[Start of Record set]

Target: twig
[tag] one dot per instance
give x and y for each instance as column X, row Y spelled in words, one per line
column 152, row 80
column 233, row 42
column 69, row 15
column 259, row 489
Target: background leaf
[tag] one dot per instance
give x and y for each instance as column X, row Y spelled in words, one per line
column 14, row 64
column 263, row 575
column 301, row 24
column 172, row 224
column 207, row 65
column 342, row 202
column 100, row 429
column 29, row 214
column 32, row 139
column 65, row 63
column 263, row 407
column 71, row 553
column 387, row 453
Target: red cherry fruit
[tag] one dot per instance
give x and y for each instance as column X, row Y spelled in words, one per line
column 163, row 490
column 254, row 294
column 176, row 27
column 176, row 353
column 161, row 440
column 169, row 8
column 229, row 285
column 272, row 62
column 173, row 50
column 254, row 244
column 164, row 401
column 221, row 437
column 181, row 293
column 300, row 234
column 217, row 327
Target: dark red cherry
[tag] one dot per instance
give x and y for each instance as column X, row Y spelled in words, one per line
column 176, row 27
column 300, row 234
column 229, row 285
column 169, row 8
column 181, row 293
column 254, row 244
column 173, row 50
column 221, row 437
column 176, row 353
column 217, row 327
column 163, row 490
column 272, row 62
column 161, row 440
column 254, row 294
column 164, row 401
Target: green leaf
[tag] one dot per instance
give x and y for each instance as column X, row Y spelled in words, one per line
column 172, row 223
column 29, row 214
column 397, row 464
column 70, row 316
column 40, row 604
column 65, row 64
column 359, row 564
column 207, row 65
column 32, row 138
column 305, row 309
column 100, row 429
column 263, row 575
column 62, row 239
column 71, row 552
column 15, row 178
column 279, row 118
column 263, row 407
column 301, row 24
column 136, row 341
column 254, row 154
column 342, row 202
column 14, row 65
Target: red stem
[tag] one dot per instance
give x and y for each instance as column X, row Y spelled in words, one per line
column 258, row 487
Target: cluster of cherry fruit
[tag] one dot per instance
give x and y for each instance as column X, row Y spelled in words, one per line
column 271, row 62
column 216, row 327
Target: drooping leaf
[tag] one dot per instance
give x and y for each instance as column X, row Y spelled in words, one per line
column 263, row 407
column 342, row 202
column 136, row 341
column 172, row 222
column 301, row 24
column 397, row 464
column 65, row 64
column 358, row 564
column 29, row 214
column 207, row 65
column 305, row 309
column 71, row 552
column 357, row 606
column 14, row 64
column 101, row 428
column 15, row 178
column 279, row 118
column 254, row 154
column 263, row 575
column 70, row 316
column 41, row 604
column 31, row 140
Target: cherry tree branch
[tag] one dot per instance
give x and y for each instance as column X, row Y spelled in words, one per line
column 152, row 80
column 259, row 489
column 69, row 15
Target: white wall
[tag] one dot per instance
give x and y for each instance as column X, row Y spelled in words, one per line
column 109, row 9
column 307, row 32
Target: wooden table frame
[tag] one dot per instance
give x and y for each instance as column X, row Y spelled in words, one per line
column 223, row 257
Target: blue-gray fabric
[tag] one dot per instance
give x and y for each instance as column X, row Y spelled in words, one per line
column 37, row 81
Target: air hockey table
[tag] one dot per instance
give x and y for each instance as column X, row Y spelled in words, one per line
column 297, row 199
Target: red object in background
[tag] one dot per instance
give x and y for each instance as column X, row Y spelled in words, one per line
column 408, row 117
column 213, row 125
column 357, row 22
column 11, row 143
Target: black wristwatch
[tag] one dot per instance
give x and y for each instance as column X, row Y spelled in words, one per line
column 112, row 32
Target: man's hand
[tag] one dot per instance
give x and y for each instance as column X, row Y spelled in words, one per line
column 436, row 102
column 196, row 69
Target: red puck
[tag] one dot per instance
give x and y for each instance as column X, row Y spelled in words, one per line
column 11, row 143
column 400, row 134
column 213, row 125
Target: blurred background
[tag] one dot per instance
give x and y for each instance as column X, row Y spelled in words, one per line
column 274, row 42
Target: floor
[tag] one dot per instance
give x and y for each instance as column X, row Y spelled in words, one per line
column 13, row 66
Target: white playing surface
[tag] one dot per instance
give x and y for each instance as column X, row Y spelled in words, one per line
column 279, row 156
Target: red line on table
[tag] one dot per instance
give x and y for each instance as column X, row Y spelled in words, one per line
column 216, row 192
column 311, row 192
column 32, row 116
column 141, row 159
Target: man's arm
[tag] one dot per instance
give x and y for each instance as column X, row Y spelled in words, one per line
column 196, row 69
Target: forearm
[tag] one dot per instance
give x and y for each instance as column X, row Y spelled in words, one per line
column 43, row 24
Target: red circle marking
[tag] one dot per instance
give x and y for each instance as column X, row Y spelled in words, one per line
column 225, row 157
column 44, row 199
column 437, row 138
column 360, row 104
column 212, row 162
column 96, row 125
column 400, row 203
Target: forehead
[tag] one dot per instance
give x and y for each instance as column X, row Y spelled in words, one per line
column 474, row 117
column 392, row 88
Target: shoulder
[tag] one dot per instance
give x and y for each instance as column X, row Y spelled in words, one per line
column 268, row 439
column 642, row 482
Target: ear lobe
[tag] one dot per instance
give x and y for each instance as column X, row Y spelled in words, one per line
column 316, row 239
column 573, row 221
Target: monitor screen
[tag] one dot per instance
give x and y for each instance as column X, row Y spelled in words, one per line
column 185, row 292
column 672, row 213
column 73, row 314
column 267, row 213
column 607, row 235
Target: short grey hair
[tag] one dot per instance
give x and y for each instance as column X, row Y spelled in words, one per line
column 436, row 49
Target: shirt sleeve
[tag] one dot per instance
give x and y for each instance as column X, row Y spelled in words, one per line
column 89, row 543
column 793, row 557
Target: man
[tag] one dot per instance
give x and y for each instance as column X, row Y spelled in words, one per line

[End of Record set]

▶ [What is needed]
Reproduce the data from the line containing "Target: forehead" through the end of the data, changing "monitor screen" to "computer display" and leaving everything else as it is.

▶ [Task response]
Target: forehead
[tag] one dot per instance
give x and y for each instance as column X, row Y spelled in words, one per line
column 474, row 117
column 392, row 88
Target: shoulder
[tag] one dot per instance
give x and y for each instance as column X, row Y spelled in words, one per line
column 268, row 439
column 642, row 482
Target: ear lobe
[tag] one dot per instance
give x and y for each instance as column X, row Y spelled in words, one per line
column 316, row 239
column 573, row 221
Target: computer display
[tag] one dot per instance
give x and y for each instance as column X, row Y spelled in words, one per line
column 185, row 292
column 672, row 213
column 73, row 314
column 267, row 213
column 607, row 235
Target: short grey hair
[tag] one dot per instance
give x and y for each instance as column X, row Y spelled in words, one per line
column 436, row 49
Target: shirt sleeve
[tag] one dot per instance
give x and y for each instance as column X, row Y spelled in words, one per line
column 89, row 543
column 793, row 557
Target: man
[tag] one dot per instance
give x and y for each instance as column X, row Y spelled in words, one per line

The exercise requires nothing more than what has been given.